## Stated problem:
Omit every picture and output the rest of the records exactly as they are.

Coordinate labeling data
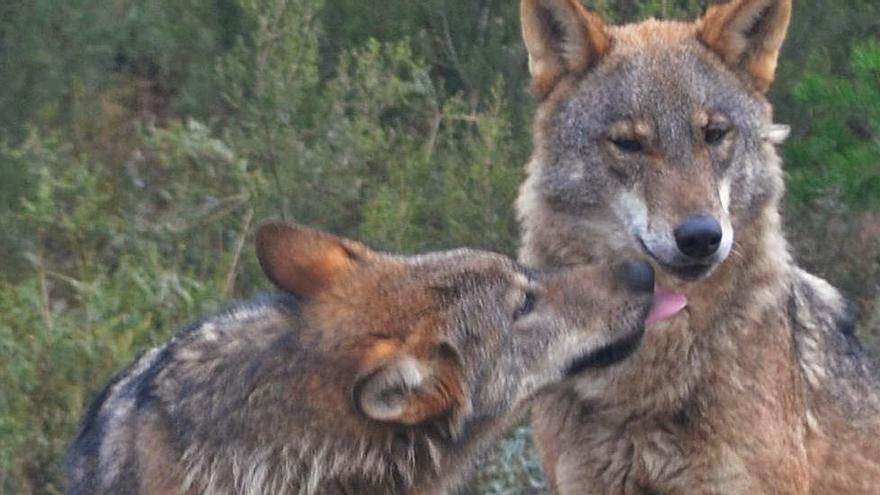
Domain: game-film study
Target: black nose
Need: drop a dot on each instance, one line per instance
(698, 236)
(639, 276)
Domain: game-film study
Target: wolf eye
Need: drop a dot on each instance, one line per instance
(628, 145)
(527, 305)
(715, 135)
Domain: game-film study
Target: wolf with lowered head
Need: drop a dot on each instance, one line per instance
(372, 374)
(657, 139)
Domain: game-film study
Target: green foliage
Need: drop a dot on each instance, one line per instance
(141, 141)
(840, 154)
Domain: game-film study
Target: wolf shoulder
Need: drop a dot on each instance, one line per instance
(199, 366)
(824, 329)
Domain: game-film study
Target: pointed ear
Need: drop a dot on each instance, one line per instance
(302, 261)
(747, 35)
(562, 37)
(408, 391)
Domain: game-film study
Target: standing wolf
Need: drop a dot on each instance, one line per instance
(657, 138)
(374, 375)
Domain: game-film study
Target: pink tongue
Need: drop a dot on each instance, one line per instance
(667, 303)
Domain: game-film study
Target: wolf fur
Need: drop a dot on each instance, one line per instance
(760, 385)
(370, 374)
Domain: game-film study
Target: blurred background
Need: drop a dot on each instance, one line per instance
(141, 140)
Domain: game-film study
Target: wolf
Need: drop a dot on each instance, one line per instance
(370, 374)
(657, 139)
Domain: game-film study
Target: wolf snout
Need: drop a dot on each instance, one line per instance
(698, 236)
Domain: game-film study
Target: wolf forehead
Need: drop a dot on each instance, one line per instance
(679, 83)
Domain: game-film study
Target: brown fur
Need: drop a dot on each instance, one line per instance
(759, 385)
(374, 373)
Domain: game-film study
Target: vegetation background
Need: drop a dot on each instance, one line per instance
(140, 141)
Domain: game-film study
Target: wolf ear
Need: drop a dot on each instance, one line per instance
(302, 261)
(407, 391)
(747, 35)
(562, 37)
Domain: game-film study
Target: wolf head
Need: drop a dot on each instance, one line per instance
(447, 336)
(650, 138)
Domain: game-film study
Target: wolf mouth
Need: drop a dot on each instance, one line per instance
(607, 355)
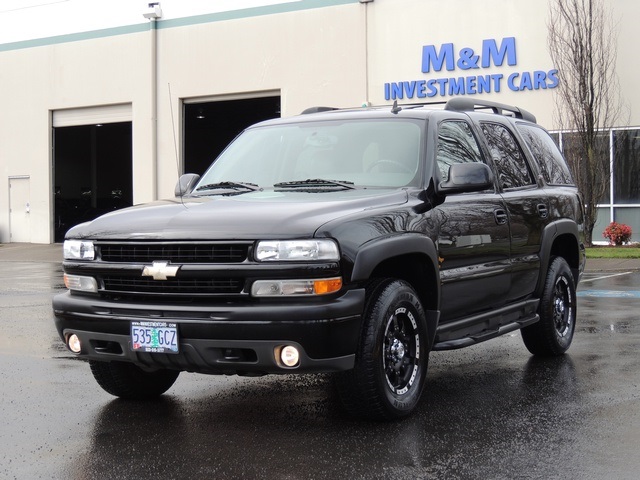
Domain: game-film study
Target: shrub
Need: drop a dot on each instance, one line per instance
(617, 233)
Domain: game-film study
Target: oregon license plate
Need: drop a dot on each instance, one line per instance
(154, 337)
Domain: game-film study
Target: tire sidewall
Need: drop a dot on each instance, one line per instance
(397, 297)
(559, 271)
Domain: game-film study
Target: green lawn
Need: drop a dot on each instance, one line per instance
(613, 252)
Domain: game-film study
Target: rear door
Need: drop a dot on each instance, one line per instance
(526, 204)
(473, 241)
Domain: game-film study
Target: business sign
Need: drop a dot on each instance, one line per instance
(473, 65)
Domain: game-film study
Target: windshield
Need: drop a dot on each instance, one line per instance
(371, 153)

## Solution to the exercise:
Domain: game-film study
Target: black nose
Need: drop a dot on each instance, one line per instance
(698, 236)
(639, 276)
Domain: game-film study
Target: wolf eye
Need: drop a dot on each instance, one line per instance
(628, 145)
(527, 305)
(715, 135)
Domain: game-film study
Target: wolf with lowered head
Need: drop a dot on each instance, one line per instance
(372, 374)
(657, 139)
Domain: game-film study
Target: green foliage
Need: drop a dot on each instance, one line per instance
(141, 141)
(840, 154)
Domain: game-film study
Target: wolf shoulder
Need: drop a dot on each instance, one line per instance
(199, 366)
(824, 329)
Domain: game-film study
Target: pointed ear
Need: drop a dot on each instance, one line per instance
(302, 261)
(747, 35)
(562, 37)
(408, 391)
Domain: game-film study
Target: standing wolf
Need: drop a dot on each instance, one line per instance
(657, 138)
(374, 375)
Domain: game-film study
Target: pink tongue
Need: drop a dot on each instance, one line per instance
(667, 303)
Domain: game-film study
Target: wolf fur
Need: drop a dot on each instance, one line per instance
(760, 385)
(370, 374)
Domain: game-film study
Target: blurred background
Need: drop a dot on each instance, one line per instance
(141, 140)
Domain: game-film study
Target: wolf
Need: drop a dot on each instance, one line per instance
(370, 374)
(657, 139)
Domain: game-film study
Target: wolf snout
Need: drop a dot on each instance, one line per instance
(698, 236)
Domain: game-film study
Target: wolf forehead
Need: drop a dot on each instance, one line per instance
(679, 83)
Domain: game-film study
Target: brown fur
Need: drop a dot on each instance, one line per instance
(759, 385)
(374, 373)
Domain: game-film study
Target: vegetation background
Need: drop a dot on each instance, one line per instance
(140, 141)
Domain: game-film study
Target: wolf ear
Need: drop a dot on each instance, one line per instance
(302, 261)
(407, 391)
(747, 35)
(562, 37)
Domain: game-film study
Target: wolf head
Need: drop a dot on each instance, one line per instance
(447, 336)
(650, 138)
Domain: game-film study
Target: wolf mouth
Need: drop a dot on each instance, one line per instance
(607, 355)
Domain: game-film study
Target: shrub
Need: drop a dot on each instance, one line per instance
(617, 233)
Domain: game-film study
Target: oregon license plate
Need: drop a dot on each instance, one line per instance
(154, 337)
Domain: game-film study
Target: tire sidewall
Need: drop a dot on each instance, one line per instance
(397, 297)
(559, 271)
Domain: game-film study
Target: green lawn
Need: drop a dot on each instance, one line per instance
(613, 252)
Domain: game-film study
Target: rear door
Need: drop a dot on each instance, one line per instance
(526, 204)
(473, 241)
Domain: game-film study
Target: business sign
Need: drop a dot on each instance, one line per instance
(473, 65)
Domain: game-film study
Target: windshield
Need: drop a dot on each instance, one line per instance
(371, 153)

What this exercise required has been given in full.